→ What to work on:
**A.** According to the regression error text, which test does XLSTAT propose for testing the equality of the error variances?
**B.** Reproduce the regression error text word for word, starting at "It takes into" and ending at "to false conclusions.".

→ Passage provided:
-=-=-=-=-
It takes into account the sum of squared errors instead of the errors as they are because sometimes they can be negative or positive and they could sum up to a nearly null value.

For example, if your real values are 2, 3, 5, 2, and 4 and your predicted values are 3, 2, 5, 1, 5, then the total error would be (3-2)+(2-3)+(5-5)+(1-2)+(5-4)=1-1+0-1+1=0 and the average error would be 0/5=0, which could lead to false conclusions.

However, if you compute the mean squared error, then you get (3-2)^2+(2-3)^2+(5-5)^2+(1-2)^2+(5-4)^2=4 and 4/5=0.8. By scaling the error back to the data and taking the square root of it, we get sqrt(0.8)=0.89, so on average, the predictions differ by 0.89 from the real value.

RUN YOUR LINEAR REGRESSION MODEL

What are the assumptions of Ordinary Least Squares (OLS)?

1) Individuals (observations) are independent. It is in general true in daily situations (the amount of rainfall does not depend on the previous day, the income does not depend on the previous month, the height of a person does not depend on the person measured just before…).

2) Variance is homogeneous. Levene's test is proposed by XLSTAT to test the equality of the error variances.
-=-=-=-=-
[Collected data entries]
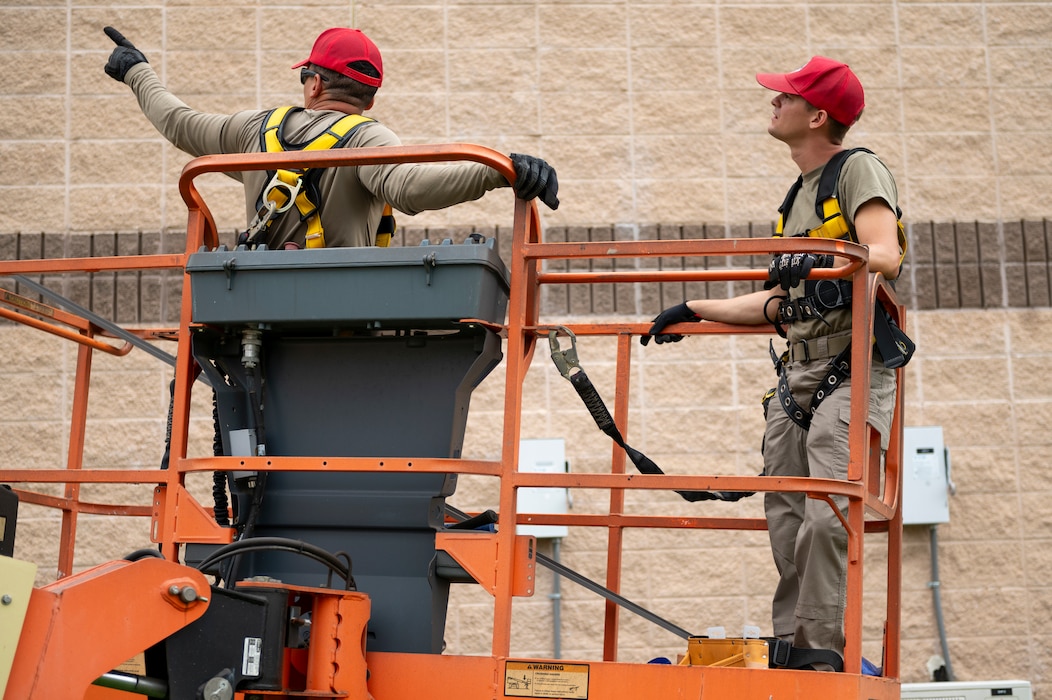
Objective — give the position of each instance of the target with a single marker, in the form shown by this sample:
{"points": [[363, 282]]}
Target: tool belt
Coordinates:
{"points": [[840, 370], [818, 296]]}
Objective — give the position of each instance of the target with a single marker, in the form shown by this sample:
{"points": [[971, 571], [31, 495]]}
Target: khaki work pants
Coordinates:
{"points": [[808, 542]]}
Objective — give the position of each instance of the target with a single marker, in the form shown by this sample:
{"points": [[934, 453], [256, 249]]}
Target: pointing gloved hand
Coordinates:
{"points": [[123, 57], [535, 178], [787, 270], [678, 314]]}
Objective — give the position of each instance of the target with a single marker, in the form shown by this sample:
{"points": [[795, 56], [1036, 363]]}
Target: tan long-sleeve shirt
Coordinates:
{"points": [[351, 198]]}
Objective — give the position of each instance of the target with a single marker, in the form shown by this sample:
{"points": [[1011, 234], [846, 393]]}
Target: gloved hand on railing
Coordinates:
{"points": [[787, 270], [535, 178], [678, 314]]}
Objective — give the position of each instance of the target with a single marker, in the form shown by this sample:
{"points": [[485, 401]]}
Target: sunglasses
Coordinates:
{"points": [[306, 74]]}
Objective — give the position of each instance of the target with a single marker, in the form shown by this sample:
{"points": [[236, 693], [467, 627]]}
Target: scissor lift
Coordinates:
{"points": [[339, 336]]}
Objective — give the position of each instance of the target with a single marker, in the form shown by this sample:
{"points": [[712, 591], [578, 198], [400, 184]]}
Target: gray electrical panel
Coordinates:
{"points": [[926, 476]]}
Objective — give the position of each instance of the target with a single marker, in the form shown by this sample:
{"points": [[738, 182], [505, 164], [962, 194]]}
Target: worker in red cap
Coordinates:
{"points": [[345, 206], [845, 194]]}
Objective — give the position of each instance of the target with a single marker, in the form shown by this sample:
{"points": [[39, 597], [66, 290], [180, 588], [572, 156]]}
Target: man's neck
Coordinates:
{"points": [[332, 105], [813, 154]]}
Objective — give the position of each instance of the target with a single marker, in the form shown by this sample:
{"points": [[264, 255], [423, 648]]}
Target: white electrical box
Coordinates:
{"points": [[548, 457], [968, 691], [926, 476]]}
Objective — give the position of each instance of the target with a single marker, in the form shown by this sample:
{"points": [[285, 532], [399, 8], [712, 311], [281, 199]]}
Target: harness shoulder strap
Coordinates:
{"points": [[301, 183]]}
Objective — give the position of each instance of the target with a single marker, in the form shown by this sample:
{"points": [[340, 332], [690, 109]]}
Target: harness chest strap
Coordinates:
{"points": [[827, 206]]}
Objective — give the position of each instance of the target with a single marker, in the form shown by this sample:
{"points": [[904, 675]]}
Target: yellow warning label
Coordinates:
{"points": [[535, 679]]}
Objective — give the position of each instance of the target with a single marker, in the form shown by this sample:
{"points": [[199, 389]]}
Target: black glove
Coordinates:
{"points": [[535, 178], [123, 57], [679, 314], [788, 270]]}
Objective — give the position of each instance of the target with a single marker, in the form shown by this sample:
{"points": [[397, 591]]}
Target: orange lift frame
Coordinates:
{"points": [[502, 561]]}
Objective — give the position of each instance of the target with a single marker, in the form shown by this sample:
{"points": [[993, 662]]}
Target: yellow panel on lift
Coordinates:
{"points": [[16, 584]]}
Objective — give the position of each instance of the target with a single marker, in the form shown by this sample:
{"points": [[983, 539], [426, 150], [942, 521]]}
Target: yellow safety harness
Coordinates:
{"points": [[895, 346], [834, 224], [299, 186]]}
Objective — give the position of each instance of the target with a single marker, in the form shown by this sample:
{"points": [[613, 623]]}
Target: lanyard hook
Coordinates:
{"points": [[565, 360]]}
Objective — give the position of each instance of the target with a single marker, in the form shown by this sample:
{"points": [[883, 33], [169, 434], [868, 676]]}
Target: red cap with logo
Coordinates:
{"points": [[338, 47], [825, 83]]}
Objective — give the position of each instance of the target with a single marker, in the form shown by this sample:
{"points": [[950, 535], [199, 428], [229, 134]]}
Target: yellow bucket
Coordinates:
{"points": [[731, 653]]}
-=-=-=-=-
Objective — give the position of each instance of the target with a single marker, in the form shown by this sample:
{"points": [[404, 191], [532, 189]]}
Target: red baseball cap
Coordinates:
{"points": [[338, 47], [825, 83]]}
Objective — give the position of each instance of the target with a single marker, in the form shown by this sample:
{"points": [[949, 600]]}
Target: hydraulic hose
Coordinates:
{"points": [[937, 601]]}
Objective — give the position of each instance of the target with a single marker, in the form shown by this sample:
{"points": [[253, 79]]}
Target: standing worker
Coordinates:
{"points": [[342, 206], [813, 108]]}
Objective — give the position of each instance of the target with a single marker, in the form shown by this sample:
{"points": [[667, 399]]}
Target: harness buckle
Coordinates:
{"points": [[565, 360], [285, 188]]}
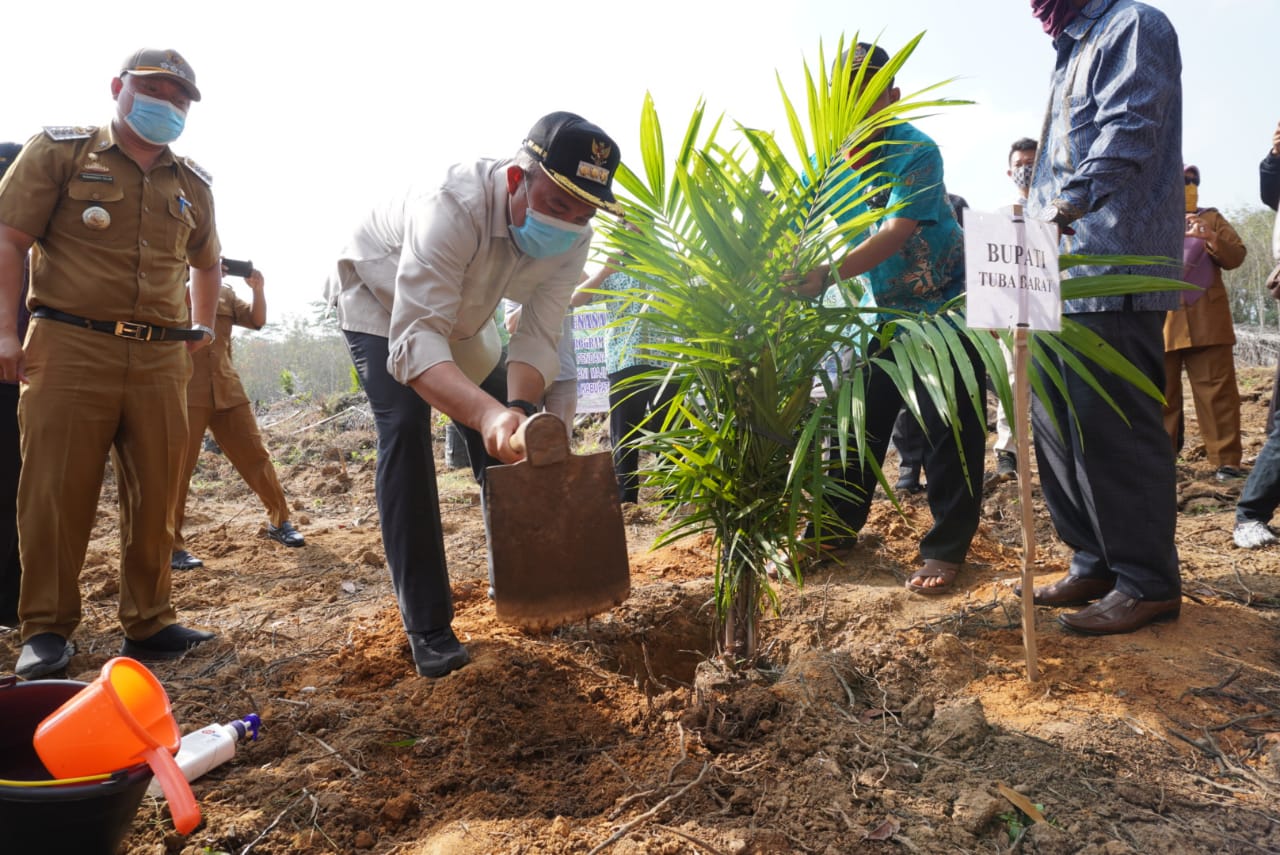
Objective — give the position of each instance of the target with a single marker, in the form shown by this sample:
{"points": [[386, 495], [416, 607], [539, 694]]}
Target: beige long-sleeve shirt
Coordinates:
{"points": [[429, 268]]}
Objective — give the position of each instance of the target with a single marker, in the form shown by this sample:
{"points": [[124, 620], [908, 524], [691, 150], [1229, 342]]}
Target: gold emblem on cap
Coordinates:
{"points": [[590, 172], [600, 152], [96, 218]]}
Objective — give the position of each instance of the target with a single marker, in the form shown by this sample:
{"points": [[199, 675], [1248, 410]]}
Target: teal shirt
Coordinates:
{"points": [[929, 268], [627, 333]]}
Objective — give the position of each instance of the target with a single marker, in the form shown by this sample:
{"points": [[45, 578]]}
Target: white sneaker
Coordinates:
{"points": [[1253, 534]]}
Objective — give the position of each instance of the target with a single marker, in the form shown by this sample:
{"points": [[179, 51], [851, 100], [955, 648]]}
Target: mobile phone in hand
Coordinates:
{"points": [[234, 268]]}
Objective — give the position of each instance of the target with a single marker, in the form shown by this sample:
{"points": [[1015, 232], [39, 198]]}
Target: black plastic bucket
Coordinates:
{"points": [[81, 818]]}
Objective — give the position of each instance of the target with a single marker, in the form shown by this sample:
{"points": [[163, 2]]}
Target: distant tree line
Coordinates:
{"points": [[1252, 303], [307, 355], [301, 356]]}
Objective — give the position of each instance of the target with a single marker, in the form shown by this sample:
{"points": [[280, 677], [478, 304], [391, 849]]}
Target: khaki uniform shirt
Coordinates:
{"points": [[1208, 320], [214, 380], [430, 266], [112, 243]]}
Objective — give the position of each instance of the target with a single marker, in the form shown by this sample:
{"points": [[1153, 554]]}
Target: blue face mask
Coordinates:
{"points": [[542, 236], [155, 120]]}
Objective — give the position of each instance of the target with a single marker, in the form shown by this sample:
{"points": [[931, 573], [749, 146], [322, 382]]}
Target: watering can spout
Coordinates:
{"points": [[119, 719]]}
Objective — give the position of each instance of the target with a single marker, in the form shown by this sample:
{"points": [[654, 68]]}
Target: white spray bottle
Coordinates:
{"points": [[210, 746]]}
-=-=-=-=-
→ Responses:
**A.** Levene's test.

**B.**
It takes into account the sum of squared errors instead of the errors as they are because sometimes they can be negative or positive and they could sum up to a nearly null value.

For example, if your real values are 2, 3, 5, 2, and 4 and your predicted values are 3, 2, 5, 1, 5, then the total error would be (3-2)+(2-3)+(5-5)+(1-2)+(5-4)=1-1+0-1+1=0 and the average error would be 0/5=0, which could lead to false conclusions.